## The exercise
Reproduce the rows word for word, from the first line through the line containing "[17,479,375,500]", including that line.

## Extracted information
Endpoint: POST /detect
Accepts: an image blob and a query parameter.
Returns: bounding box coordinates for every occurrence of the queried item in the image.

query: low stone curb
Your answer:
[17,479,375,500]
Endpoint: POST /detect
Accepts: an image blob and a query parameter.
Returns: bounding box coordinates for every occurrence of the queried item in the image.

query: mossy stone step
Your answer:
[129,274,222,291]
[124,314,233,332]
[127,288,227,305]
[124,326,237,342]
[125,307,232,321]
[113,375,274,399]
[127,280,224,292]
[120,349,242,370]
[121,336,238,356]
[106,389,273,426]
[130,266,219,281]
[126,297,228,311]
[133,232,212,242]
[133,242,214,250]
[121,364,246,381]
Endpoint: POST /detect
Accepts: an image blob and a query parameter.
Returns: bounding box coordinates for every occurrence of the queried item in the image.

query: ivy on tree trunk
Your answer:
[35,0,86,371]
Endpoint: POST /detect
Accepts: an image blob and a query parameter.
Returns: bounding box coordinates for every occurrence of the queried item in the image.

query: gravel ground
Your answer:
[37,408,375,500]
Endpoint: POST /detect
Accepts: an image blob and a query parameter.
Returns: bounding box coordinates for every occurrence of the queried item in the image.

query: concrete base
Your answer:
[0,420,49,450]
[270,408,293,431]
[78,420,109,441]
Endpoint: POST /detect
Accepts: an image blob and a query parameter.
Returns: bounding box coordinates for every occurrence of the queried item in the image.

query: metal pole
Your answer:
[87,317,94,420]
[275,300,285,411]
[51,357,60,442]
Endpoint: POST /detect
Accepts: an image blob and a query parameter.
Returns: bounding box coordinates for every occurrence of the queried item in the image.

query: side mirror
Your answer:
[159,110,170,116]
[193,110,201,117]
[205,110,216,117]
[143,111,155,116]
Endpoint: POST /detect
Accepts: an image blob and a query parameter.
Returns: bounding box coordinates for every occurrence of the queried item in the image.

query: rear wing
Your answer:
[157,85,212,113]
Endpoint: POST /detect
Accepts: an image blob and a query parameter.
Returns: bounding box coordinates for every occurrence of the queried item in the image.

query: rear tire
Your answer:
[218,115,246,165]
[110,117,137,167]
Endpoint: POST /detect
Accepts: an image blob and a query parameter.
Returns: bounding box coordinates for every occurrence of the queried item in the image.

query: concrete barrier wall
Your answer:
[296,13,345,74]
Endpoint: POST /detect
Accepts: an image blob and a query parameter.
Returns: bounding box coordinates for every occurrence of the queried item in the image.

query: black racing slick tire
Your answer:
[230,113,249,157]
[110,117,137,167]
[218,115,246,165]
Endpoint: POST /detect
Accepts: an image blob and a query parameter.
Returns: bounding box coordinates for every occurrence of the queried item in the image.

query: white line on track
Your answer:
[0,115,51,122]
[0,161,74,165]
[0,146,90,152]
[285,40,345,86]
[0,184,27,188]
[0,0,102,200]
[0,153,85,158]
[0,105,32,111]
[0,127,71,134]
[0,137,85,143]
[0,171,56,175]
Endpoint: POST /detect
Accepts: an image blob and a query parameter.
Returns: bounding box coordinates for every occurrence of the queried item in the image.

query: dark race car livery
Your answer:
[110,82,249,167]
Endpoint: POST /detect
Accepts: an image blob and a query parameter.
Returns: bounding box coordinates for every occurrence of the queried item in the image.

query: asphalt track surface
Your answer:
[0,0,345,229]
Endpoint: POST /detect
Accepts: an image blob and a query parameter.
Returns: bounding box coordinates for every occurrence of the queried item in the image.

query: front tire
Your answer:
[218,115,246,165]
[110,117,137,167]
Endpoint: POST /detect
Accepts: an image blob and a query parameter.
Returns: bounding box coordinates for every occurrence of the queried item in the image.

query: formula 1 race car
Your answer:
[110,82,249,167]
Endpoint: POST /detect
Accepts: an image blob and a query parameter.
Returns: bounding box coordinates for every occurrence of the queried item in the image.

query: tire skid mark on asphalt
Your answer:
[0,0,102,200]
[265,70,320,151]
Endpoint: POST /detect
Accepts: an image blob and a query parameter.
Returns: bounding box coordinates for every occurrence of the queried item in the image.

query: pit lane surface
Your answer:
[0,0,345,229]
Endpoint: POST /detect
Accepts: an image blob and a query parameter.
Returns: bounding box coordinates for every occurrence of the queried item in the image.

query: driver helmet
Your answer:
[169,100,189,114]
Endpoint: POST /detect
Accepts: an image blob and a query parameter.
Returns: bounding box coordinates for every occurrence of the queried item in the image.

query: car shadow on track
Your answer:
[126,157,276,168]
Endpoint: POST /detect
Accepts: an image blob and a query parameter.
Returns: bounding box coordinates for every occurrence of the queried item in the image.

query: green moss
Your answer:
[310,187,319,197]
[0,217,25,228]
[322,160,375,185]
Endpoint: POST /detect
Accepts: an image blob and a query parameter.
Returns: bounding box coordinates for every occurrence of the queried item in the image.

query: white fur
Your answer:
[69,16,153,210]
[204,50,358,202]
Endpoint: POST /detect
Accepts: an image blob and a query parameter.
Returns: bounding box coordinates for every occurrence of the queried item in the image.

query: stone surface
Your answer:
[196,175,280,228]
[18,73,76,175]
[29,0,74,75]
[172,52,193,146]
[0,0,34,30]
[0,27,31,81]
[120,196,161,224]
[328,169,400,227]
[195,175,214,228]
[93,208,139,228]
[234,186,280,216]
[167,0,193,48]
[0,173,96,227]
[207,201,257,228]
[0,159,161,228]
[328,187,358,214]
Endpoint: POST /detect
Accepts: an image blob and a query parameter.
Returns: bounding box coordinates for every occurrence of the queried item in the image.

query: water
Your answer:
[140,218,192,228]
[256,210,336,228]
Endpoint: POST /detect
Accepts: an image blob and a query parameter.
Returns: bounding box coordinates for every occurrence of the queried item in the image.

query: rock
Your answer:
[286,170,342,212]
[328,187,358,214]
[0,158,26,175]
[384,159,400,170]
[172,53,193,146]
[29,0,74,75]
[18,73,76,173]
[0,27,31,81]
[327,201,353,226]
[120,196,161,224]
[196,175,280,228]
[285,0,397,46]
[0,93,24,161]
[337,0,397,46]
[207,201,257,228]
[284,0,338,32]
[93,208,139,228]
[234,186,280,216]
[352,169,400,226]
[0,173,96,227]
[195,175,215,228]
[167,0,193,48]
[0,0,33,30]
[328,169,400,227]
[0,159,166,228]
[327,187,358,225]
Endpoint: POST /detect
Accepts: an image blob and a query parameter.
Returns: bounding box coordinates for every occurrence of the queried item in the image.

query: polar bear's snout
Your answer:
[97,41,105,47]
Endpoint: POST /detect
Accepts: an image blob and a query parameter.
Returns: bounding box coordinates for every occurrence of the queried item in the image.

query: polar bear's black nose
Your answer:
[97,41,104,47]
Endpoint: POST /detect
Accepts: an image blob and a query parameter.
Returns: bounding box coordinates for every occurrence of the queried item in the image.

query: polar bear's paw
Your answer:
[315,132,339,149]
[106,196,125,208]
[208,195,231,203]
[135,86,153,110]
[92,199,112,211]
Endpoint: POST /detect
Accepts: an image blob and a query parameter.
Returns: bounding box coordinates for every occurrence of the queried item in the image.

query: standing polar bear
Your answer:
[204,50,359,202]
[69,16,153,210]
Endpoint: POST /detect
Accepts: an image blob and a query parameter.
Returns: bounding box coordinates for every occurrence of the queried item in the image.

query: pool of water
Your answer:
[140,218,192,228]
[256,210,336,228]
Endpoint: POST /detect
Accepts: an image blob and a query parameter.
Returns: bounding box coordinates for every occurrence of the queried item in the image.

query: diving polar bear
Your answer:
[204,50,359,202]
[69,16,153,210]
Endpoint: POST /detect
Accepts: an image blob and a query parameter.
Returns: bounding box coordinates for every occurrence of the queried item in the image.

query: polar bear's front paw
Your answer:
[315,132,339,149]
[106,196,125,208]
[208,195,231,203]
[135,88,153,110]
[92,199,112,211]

## Output below
Endpoint: POST /detect
Accepts: an image blob and a query parameter.
Returns: bounding box coordinates for every occurrence of the queried item in the image.

query: low stone curb
Your answer:
[17,479,375,500]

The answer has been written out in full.